Something Rising

Haven Kimmel

(Free Press)

appearing at Powell's on Hawthorne, 3723 SE Hawthorne, Monday 7:30 pm

E ven though Something Rising is set in a poor, remote, trashy and fictional corner of Indiana, Haven Kimmel's second novel delivers the reader into familiar territory. It is Bastard Out of Carolina country--poor but proud, where a young girl's steady and inquisitive nature is too clever and elegant for her hard-bitten surroundings. Her friends are undernourished, with pink rings around their eyes. Friends live in abandoned trailers. With loving details, Haven Kimmel transforms this landscape and a young girl's life into something if not noble, at least alluring and respectable.

Something Rising is a coming-of-age story. Cassie's biological and largely absent father is a charismatic but ultimately doomed pool hustler. At a young age, Cassie takes up billiards as both a curious passion and an escape.

PROVIDED DATA –

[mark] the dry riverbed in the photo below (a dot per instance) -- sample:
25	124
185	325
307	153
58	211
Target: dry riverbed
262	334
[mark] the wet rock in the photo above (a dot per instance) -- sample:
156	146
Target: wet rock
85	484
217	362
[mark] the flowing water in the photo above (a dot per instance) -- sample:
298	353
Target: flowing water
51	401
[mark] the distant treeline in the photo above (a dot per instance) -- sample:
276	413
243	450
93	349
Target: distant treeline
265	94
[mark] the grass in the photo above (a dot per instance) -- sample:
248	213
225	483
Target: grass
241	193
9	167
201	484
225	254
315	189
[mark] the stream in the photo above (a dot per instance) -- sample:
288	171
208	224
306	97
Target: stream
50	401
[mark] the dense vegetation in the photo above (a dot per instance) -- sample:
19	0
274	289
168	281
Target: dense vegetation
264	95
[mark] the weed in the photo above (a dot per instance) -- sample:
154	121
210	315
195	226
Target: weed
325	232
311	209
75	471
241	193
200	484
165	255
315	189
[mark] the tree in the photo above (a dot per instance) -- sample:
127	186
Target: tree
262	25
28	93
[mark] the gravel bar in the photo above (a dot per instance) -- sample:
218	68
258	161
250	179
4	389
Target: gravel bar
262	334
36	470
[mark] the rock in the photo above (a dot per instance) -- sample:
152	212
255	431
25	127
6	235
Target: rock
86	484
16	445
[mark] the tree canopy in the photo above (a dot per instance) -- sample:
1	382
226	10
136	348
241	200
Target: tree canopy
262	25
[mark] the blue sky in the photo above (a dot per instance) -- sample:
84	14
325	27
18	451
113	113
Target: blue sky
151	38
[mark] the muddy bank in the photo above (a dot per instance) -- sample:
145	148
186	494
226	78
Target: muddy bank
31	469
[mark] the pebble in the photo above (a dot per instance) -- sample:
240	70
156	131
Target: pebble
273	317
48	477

TASK TO CARRY OUT –
Copy the stretch of the Something Rising review from "appearing at Powell's" through "and an escape." word for word.

RESULT –
appearing at Powell's on Hawthorne, 3723 SE Hawthorne, Monday 7:30 pm

E ven though Something Rising is set in a poor, remote, trashy and fictional corner of Indiana, Haven Kimmel's second novel delivers the reader into familiar territory. It is Bastard Out of Carolina country--poor but proud, where a young girl's steady and inquisitive nature is too clever and elegant for her hard-bitten surroundings. Her friends are undernourished, with pink rings around their eyes. Friends live in abandoned trailers. With loving details, Haven Kimmel transforms this landscape and a young girl's life into something if not noble, at least alluring and respectable.

Something Rising is a coming-of-age story. Cassie's biological and largely absent father is a charismatic but ultimately doomed pool hustler. At a young age, Cassie takes up billiards as both a curious passion and an escape.